● **PROBLEM**
Transcribe verbatim the portion of the passage on the color blue that begins with the words "Since earth is" and ends after the words "blue a whet.".

Why make so much of fragmentary blue

In here and there a bird, or butterfly,

Or flower, or wearing-stone, or open eye,

When heaven presents in sheets the solid hue?

Since earth is earth, perhaps, not heaven (as yet)—

Though some savants make earth include the sky;

And blue so far above us comes so high,

It only gives our wish for blue a whet.

—ROBERT FROST, “FRAGMENTARY BLUE”

Light is an electromagnetic wave—not metaphorically but literally—and color is a function of the length of the wave in each packet of light that enters your eye after it reflects and refracts off and through a variety of surfaces and substances, from air and water, to skin, fur, and feathers. Violet is at one end of the visible color spectrum, which ranges from 400 to 700 nanometers (nm), and red at the other, with blue at about 475 nm. Exposure to light of the wavelength corresponding to the color we call blue has been shown to produce physical, cognitive, and emotional benefits. As Amir Vokshoor, a neurosurgeon who specializes in minimally invasive microsurgical treatment of adult spinal and cranial disorders, remarks, “Due to its specific wavelength, the color blue is known to exert a calming, relaxing, yet energizing effect and thus stimulate a positive emotional response. In fact, the arousal mechanism stimulated by blue’s wavelengths correlates to the release of neurotransmitters thought to be associated with feelings of euphoria, joy, reward, and wellness related to the effects of dopamine.” Vokshoor theorizes that the reason blue produces such positive feelings is that humans evolved on a planet that is primarily shades of water and sky blue, alongside shades of green and earth tones.

In a 2010 study, seventeen people listened to voices while they were exposed to alternating periods of blue or green light. According to fMRI scans, blue light enhanced the connectivity between the area of the brain that processes voices and the amygdala and hypothalamus (the body’s primary gateways of emotional processing).21 That is, blue light actually strengthened and further established the crucial neural networks that allow us to hear and understand voices. Color clearly colors our other senses, and vice versa.

It’s far more fun to push past “blue is good” and ask—at the risk of offering up a just-so story—“why would we have evolved for it to be so?” From an evolutionary point of view we can imagine that auditory function being enhanced in response to the color blue could indicate proximity to open sky and water, implying a need to listen more carefully for distant sounds than when in a more closed or confined locale. Or, while we are conjecturing, couldn’t it have been because the “white noise” of waves and current made it harder to hear, versus the quieter savannah?

It isn’t just the colors that we see which have a pronounced effect on how we understand the world—it’s the very means by which we see those colors (and everything else) in the first place. Humans need the full spectrum of light available in nature to be healthy and to regulate our circadian rhythms. Unfortunately, for reasons related to production cost and the ubiquity of cheap energy, most incandescent light sources concentrate on the yellow-orange-red end (similar to firelight) and lack the blue-green end of the light spectrum. Moreover, the modern lifestyle that keeps us up late and gets us up early can limit our exposure to natural light. That’s why exposure to blue-light wavelengths has been shown to readjust circadian rhythms in nighttime workers and lessen the effects of seasonal affective disorder (SAD). The future of lightbulbs lies in full-spectrum, adjustable, and customizable LEDs, which are good for illumination and, thanks to their range of spectrum, good for your brain, too.

● **EXTRACTED INFORMATION**

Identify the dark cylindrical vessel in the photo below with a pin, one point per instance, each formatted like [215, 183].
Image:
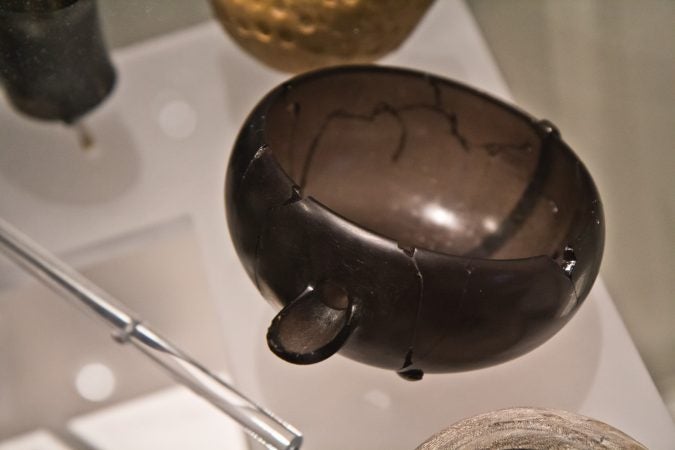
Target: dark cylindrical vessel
[53, 61]
[410, 222]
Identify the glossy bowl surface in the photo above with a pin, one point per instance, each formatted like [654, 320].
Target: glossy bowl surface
[409, 221]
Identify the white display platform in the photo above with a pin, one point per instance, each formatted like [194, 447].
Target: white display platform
[163, 141]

● **TASK RESULT**
Since earth is earth, perhaps, not heaven (as yet)—

Though some savants make earth include the sky;

And blue so far above us comes so high,

It only gives our wish for blue a whet.